Kynurenine is also significantly elevated downstream of Toll-like Receptor (TLR) activation in patients with Irritable bowel syndrome (IBS) [217, 218].

^Φ

indole levels are lower or absent in alcohol dependent patients with high intestinal permeability as compared with alcohol dependent patients with low permeability

^**

treatment refers to antioxidants to reduce obesity related systemic inflammation

It cannot be ignored, however, that microbial metabolites of tryptophan may have concentration dependent effects on the host. For example, despite its anti-oxidant function [119], there could be deleterious effects when IPA is administered during active inflammation; however, when administered prior to active inflammation could have dose dependent protective effects in mice (unpublished data) [119]. High (non-physiologic) doses of IPA could indeed have toxic effects on intestinal organoids (unpublished data). Indeed, this could be further complicated by host metabolism (e.g., indoxyl sulphate) and such metabolites could have other consequences (e.g., uremic toxins). However, it is important to note that IPA does not accumulate in uremia and likely synthesized by a different sets of bacterial strains than indoxyl sulfate [62]. Furthermore, a recent study in patients undergoing autologous stem cell transplantation, it was concluded that low indoxyl sulfate predicted for poor outcome in these patients [120]. Thus, these observations give us pause to be cautious in performing and interpreting experiments with microbial metabolites.

EXTRACTED MATERIAL:
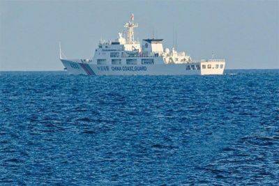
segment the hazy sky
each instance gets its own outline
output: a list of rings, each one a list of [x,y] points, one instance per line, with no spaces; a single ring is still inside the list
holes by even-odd
[[[68,58],[90,58],[100,38],[114,40],[135,14],[135,38],[163,38],[195,60],[227,68],[279,68],[279,1],[0,0],[0,70],[62,70]]]

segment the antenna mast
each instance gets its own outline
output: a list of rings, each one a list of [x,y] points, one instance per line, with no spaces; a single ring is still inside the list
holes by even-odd
[[[134,14],[131,14],[130,21],[125,24],[124,27],[127,28],[126,43],[133,44],[135,42],[134,28],[139,26],[137,24],[134,24]]]

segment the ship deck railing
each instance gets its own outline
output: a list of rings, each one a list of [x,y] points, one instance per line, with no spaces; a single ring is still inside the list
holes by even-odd
[[[202,59],[193,61],[193,63],[201,63],[201,62],[225,62],[225,59]]]

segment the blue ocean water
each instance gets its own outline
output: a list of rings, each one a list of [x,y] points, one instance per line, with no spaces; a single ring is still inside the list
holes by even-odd
[[[279,185],[279,70],[0,75],[1,185]]]

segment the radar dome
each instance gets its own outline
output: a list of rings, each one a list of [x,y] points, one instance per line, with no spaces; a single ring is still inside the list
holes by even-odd
[[[169,49],[168,48],[165,48],[165,52],[167,53],[167,54],[169,54]]]

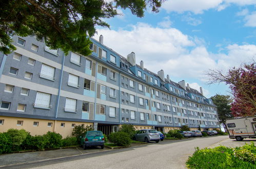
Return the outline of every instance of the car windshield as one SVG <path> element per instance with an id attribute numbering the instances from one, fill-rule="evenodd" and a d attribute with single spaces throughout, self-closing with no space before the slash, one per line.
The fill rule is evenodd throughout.
<path id="1" fill-rule="evenodd" d="M 157 131 L 155 130 L 149 130 L 148 132 L 150 133 L 157 133 Z"/>
<path id="2" fill-rule="evenodd" d="M 102 133 L 101 132 L 88 132 L 86 136 L 102 136 Z"/>

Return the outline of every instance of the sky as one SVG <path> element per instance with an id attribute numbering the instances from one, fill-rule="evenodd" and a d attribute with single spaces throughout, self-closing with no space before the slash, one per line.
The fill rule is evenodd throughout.
<path id="1" fill-rule="evenodd" d="M 228 69 L 256 59 L 256 0 L 167 0 L 155 13 L 143 17 L 128 9 L 104 19 L 110 29 L 97 27 L 99 39 L 123 56 L 131 52 L 136 62 L 200 91 L 207 98 L 230 95 L 225 83 L 207 84 L 209 69 Z"/>

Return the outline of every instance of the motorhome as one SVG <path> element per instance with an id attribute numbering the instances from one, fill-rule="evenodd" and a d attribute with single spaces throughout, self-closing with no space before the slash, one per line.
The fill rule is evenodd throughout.
<path id="1" fill-rule="evenodd" d="M 226 121 L 229 138 L 242 141 L 245 138 L 256 138 L 256 116 Z"/>

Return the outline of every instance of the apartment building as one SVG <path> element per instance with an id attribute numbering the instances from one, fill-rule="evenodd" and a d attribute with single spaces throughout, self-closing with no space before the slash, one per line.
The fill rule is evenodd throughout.
<path id="1" fill-rule="evenodd" d="M 167 132 L 220 128 L 211 99 L 185 85 L 136 65 L 92 38 L 90 56 L 53 50 L 33 36 L 13 36 L 17 50 L 0 54 L 0 132 L 24 129 L 32 135 L 71 135 L 76 125 L 108 134 L 123 124 Z"/>

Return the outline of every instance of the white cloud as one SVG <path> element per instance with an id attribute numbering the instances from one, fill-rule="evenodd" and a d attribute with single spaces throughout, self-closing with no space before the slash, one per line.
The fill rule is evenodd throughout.
<path id="1" fill-rule="evenodd" d="M 227 70 L 251 61 L 256 54 L 255 45 L 222 46 L 226 54 L 213 54 L 207 51 L 203 39 L 189 37 L 176 29 L 143 23 L 130 26 L 129 31 L 97 30 L 95 38 L 103 35 L 107 46 L 125 57 L 134 52 L 137 64 L 143 60 L 145 67 L 155 73 L 163 69 L 171 79 L 193 78 L 204 81 L 209 69 Z"/>
<path id="2" fill-rule="evenodd" d="M 170 20 L 170 17 L 166 16 L 164 17 L 164 19 L 163 21 L 158 23 L 157 25 L 162 28 L 168 28 L 171 27 L 171 22 Z"/>
<path id="3" fill-rule="evenodd" d="M 244 18 L 245 21 L 245 26 L 246 27 L 256 27 L 256 12 L 246 15 Z"/>

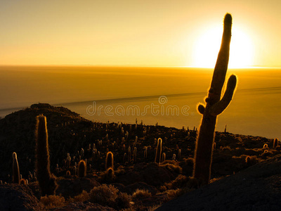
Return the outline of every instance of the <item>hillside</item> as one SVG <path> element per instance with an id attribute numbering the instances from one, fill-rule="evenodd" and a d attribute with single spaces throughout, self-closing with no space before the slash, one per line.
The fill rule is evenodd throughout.
<path id="1" fill-rule="evenodd" d="M 201 190 L 197 189 L 196 186 L 190 186 L 190 182 L 197 134 L 195 128 L 178 129 L 143 123 L 136 125 L 91 122 L 67 108 L 39 103 L 0 120 L 0 159 L 2 160 L 0 162 L 0 180 L 7 184 L 0 186 L 0 196 L 6 196 L 1 197 L 0 204 L 8 203 L 11 198 L 1 195 L 1 193 L 12 191 L 12 189 L 13 193 L 29 191 L 30 203 L 25 204 L 31 204 L 32 201 L 36 204 L 34 201 L 40 200 L 42 196 L 34 172 L 34 130 L 36 116 L 39 114 L 47 118 L 51 170 L 57 177 L 59 184 L 56 194 L 61 194 L 65 200 L 57 207 L 65 206 L 66 210 L 87 210 L 91 207 L 98 210 L 126 207 L 145 210 L 148 207 L 157 207 L 185 192 L 189 192 L 188 196 L 192 193 L 196 196 L 196 191 Z M 154 162 L 158 138 L 163 140 L 162 153 L 164 153 L 166 157 L 166 160 L 160 165 Z M 211 171 L 213 179 L 210 186 L 218 182 L 228 184 L 228 178 L 237 177 L 237 172 L 251 171 L 249 167 L 267 163 L 269 160 L 272 160 L 271 158 L 277 158 L 280 154 L 280 147 L 273 148 L 273 140 L 263 137 L 216 132 L 215 141 Z M 131 156 L 128 155 L 129 147 L 132 149 Z M 133 153 L 134 147 L 136 148 L 136 156 Z M 147 158 L 144 158 L 145 149 Z M 110 177 L 105 167 L 107 151 L 111 151 L 114 155 L 115 172 Z M 9 184 L 11 182 L 13 152 L 18 154 L 22 178 L 29 180 L 29 184 L 23 188 L 18 188 L 16 184 L 13 186 Z M 67 153 L 72 158 L 69 166 L 66 162 Z M 176 158 L 173 159 L 173 157 Z M 78 178 L 74 174 L 80 159 L 87 160 L 87 176 L 84 178 Z M 67 171 L 70 171 L 71 175 L 67 176 Z M 107 203 L 110 208 L 105 207 L 105 203 L 86 196 L 84 200 L 72 200 L 83 191 L 86 191 L 84 193 L 86 195 L 95 187 L 103 186 L 102 184 L 106 184 L 107 187 L 112 184 L 118 191 L 118 197 L 123 196 L 122 199 L 119 199 L 121 203 Z M 149 193 L 143 196 L 141 194 L 133 195 L 137 189 L 148 190 Z M 214 197 L 213 192 L 210 193 L 209 197 Z M 207 200 L 209 198 L 206 198 L 207 205 Z M 81 201 L 84 203 L 81 203 Z M 18 203 L 25 204 L 20 200 Z M 254 203 L 251 200 L 247 203 Z M 228 205 L 231 206 L 231 203 Z M 0 210 L 4 207 L 0 207 Z M 24 209 L 22 210 L 28 210 Z M 32 209 L 39 208 L 34 207 Z M 194 210 L 197 210 L 196 208 Z"/>

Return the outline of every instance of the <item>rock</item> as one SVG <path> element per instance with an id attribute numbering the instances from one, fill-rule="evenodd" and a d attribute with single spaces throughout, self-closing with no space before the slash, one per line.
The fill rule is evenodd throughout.
<path id="1" fill-rule="evenodd" d="M 0 210 L 45 210 L 27 186 L 15 184 L 0 185 Z"/>

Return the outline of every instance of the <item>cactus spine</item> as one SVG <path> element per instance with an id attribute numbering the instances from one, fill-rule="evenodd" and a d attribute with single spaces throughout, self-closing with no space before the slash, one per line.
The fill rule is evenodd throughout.
<path id="1" fill-rule="evenodd" d="M 226 79 L 228 65 L 229 49 L 231 39 L 232 17 L 227 13 L 224 18 L 221 46 L 214 71 L 206 106 L 199 104 L 198 111 L 203 115 L 197 139 L 193 177 L 202 184 L 209 183 L 213 153 L 214 130 L 217 115 L 223 112 L 230 103 L 236 87 L 236 76 L 228 79 L 226 90 L 221 98 L 221 90 Z"/>
<path id="2" fill-rule="evenodd" d="M 86 162 L 83 160 L 81 160 L 79 162 L 78 162 L 78 177 L 86 177 L 86 172 L 87 170 L 87 167 L 86 165 Z"/>
<path id="3" fill-rule="evenodd" d="M 16 153 L 13 153 L 13 182 L 20 184 L 20 167 Z"/>
<path id="4" fill-rule="evenodd" d="M 43 196 L 53 195 L 58 186 L 55 176 L 50 172 L 47 121 L 42 115 L 37 116 L 37 120 L 35 139 L 38 181 Z"/>
<path id="5" fill-rule="evenodd" d="M 161 153 L 162 151 L 162 139 L 160 138 L 157 140 L 157 147 L 156 148 L 156 155 L 155 162 L 157 163 L 161 162 Z"/>
<path id="6" fill-rule="evenodd" d="M 106 154 L 105 170 L 109 168 L 112 168 L 113 170 L 113 153 L 112 152 L 108 152 Z"/>

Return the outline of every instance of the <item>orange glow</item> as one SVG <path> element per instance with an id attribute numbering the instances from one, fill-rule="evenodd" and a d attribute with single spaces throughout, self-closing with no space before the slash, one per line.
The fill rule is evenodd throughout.
<path id="1" fill-rule="evenodd" d="M 228 12 L 230 67 L 281 66 L 280 8 L 280 0 L 3 0 L 0 65 L 214 68 Z M 204 34 L 214 41 L 203 51 Z"/>
<path id="2" fill-rule="evenodd" d="M 223 28 L 214 27 L 204 32 L 194 45 L 194 66 L 214 68 L 220 49 Z M 254 51 L 249 37 L 239 28 L 233 27 L 229 68 L 253 65 Z"/>

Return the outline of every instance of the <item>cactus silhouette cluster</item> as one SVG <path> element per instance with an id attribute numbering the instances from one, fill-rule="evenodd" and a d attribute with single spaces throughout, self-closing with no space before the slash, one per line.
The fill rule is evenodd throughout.
<path id="1" fill-rule="evenodd" d="M 156 155 L 155 160 L 155 162 L 157 163 L 161 162 L 162 151 L 162 139 L 159 138 L 157 140 L 157 146 L 156 148 Z"/>
<path id="2" fill-rule="evenodd" d="M 78 163 L 78 177 L 84 177 L 86 176 L 86 162 L 81 160 Z"/>
<path id="3" fill-rule="evenodd" d="M 108 170 L 109 168 L 114 169 L 113 167 L 113 153 L 112 152 L 108 152 L 106 154 L 105 158 L 105 170 Z"/>
<path id="4" fill-rule="evenodd" d="M 50 172 L 47 121 L 42 115 L 37 116 L 37 120 L 35 139 L 37 179 L 42 195 L 53 195 L 58 185 L 55 176 Z"/>
<path id="5" fill-rule="evenodd" d="M 224 95 L 221 98 L 228 65 L 231 27 L 232 16 L 227 13 L 224 18 L 221 49 L 208 96 L 205 99 L 206 105 L 198 106 L 198 112 L 203 115 L 203 117 L 196 143 L 193 177 L 200 180 L 202 184 L 208 184 L 210 179 L 217 116 L 223 113 L 230 103 L 237 83 L 236 76 L 232 75 L 228 79 Z"/>
<path id="6" fill-rule="evenodd" d="M 16 153 L 13 153 L 13 182 L 20 184 L 20 167 Z"/>

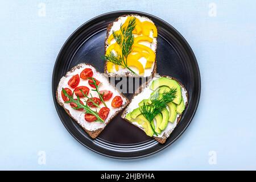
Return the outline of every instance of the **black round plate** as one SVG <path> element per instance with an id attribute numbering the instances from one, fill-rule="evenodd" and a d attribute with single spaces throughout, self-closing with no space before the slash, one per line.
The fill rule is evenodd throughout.
<path id="1" fill-rule="evenodd" d="M 55 93 L 59 82 L 71 68 L 80 63 L 93 65 L 104 72 L 104 42 L 108 25 L 118 16 L 137 14 L 147 16 L 158 30 L 157 73 L 176 78 L 188 92 L 189 102 L 175 130 L 161 144 L 121 118 L 113 119 L 96 139 L 90 136 L 57 104 Z M 68 39 L 57 57 L 52 75 L 52 95 L 56 109 L 65 127 L 80 143 L 96 152 L 121 159 L 134 159 L 156 153 L 172 143 L 189 125 L 200 94 L 200 75 L 195 55 L 184 38 L 171 25 L 151 15 L 131 11 L 114 11 L 97 16 L 77 29 Z M 126 94 L 130 99 L 132 94 Z"/>

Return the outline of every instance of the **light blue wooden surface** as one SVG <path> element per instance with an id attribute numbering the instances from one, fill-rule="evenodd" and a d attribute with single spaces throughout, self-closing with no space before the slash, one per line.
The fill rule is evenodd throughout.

EXERCISE: In the passage on microbial tryptophan metabolites, what did the study of patients undergoing autologous stem cell transplantation conclude?

WORKED SOLUTION: It concluded that low indoxyl sulfate predicted a poor outcome in these patients.